§ INSTRUCTIONS FOR THE TASK
From the entries below, copy each line that contains the word "arrow".

§ RECORD EXTRACTS
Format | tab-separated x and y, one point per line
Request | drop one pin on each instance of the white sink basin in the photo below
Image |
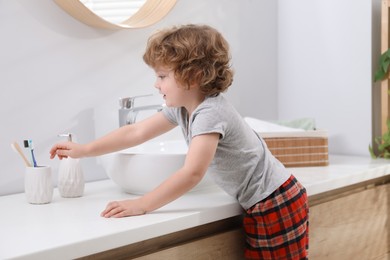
140	169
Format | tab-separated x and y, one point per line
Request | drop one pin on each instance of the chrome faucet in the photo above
128	113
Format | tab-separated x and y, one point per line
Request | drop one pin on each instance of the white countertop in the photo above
71	228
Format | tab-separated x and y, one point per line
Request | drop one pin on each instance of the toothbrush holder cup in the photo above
38	185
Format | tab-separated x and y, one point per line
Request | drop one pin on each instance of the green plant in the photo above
383	142
383	70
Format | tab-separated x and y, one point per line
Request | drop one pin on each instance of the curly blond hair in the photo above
198	54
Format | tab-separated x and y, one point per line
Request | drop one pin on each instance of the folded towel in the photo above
303	123
261	126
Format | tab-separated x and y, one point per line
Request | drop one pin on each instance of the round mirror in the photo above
117	14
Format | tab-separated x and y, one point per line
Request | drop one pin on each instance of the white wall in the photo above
293	59
324	68
58	75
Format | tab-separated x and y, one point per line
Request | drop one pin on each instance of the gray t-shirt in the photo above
242	166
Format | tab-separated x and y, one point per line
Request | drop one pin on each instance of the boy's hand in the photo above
119	209
67	149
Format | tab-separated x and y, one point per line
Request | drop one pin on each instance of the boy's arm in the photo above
121	138
200	154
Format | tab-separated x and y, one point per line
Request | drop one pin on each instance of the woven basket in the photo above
299	149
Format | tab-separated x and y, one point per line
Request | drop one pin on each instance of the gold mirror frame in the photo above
151	12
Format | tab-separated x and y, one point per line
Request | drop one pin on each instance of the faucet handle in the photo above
128	102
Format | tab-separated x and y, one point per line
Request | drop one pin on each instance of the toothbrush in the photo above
17	149
29	144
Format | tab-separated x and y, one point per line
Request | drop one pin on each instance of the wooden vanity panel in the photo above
354	226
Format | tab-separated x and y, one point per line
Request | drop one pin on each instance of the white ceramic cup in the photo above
38	185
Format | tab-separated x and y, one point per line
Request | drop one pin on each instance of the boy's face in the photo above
173	93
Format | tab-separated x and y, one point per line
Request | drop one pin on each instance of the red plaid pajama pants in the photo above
278	227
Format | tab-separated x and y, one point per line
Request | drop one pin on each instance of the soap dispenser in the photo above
70	176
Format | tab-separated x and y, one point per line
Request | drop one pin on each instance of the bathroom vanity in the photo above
349	219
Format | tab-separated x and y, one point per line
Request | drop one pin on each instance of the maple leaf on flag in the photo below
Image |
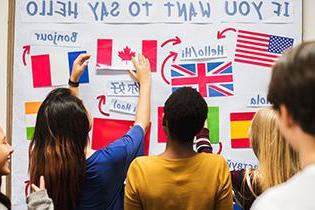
126	54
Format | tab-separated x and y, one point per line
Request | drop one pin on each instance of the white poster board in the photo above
223	48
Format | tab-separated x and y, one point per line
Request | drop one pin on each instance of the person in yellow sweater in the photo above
180	178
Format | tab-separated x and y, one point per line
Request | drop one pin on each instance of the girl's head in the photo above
5	154
277	160
57	149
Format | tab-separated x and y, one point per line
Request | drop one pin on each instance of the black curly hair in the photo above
185	112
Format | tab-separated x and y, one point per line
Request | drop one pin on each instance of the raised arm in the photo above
143	76
78	67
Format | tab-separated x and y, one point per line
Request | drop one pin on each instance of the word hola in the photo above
259	101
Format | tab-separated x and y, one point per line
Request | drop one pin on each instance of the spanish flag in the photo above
240	124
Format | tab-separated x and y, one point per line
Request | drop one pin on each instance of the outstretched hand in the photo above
143	70
41	185
78	67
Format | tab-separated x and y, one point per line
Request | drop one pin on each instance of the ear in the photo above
285	117
164	121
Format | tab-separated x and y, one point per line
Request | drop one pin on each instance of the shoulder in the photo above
143	160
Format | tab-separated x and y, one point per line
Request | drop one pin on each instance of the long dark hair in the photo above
4	199
57	149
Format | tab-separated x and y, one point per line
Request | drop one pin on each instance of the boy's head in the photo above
185	112
292	91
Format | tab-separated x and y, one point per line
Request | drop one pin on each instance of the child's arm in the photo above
143	76
39	199
78	67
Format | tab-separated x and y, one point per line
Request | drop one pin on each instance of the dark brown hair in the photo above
57	149
293	85
185	112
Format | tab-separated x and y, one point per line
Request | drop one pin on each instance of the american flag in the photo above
210	79
259	48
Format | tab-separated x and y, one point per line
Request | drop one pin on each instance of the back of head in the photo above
277	159
57	149
293	84
185	112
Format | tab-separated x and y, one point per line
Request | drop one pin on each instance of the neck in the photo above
307	151
175	150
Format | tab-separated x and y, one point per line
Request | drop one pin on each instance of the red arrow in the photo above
27	49
172	54
220	35
102	101
175	41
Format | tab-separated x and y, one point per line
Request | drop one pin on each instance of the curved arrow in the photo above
171	54
220	35
175	41
27	187
102	101
27	49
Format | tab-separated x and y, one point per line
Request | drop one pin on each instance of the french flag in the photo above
117	55
54	69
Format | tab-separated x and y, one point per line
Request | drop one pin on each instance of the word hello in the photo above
203	52
56	38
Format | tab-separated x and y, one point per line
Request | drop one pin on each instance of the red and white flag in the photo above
116	54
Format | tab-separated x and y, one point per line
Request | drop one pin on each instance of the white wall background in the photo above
308	34
3	59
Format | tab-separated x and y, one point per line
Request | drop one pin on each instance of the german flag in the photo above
240	124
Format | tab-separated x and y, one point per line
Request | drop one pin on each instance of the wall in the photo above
308	20
308	34
3	60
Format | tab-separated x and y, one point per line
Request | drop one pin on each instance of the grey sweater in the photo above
39	201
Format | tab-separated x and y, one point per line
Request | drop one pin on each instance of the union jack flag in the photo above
210	79
260	49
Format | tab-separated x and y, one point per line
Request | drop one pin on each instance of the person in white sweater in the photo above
291	92
38	199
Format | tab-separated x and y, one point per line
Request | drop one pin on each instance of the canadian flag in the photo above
115	54
54	69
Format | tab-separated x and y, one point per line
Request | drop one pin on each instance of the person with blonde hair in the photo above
291	93
277	160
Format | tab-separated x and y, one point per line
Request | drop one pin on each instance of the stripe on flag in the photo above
109	52
31	110
105	131
162	137
214	124
240	124
259	48
149	50
104	52
71	57
54	69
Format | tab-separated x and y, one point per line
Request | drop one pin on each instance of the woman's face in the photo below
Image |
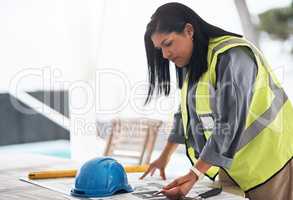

§ CORRECT RESULT
Request | drop one pin on each instance of the red arrow in the photo above
Request | drop one pin on each instance of the curved arrow in the photo above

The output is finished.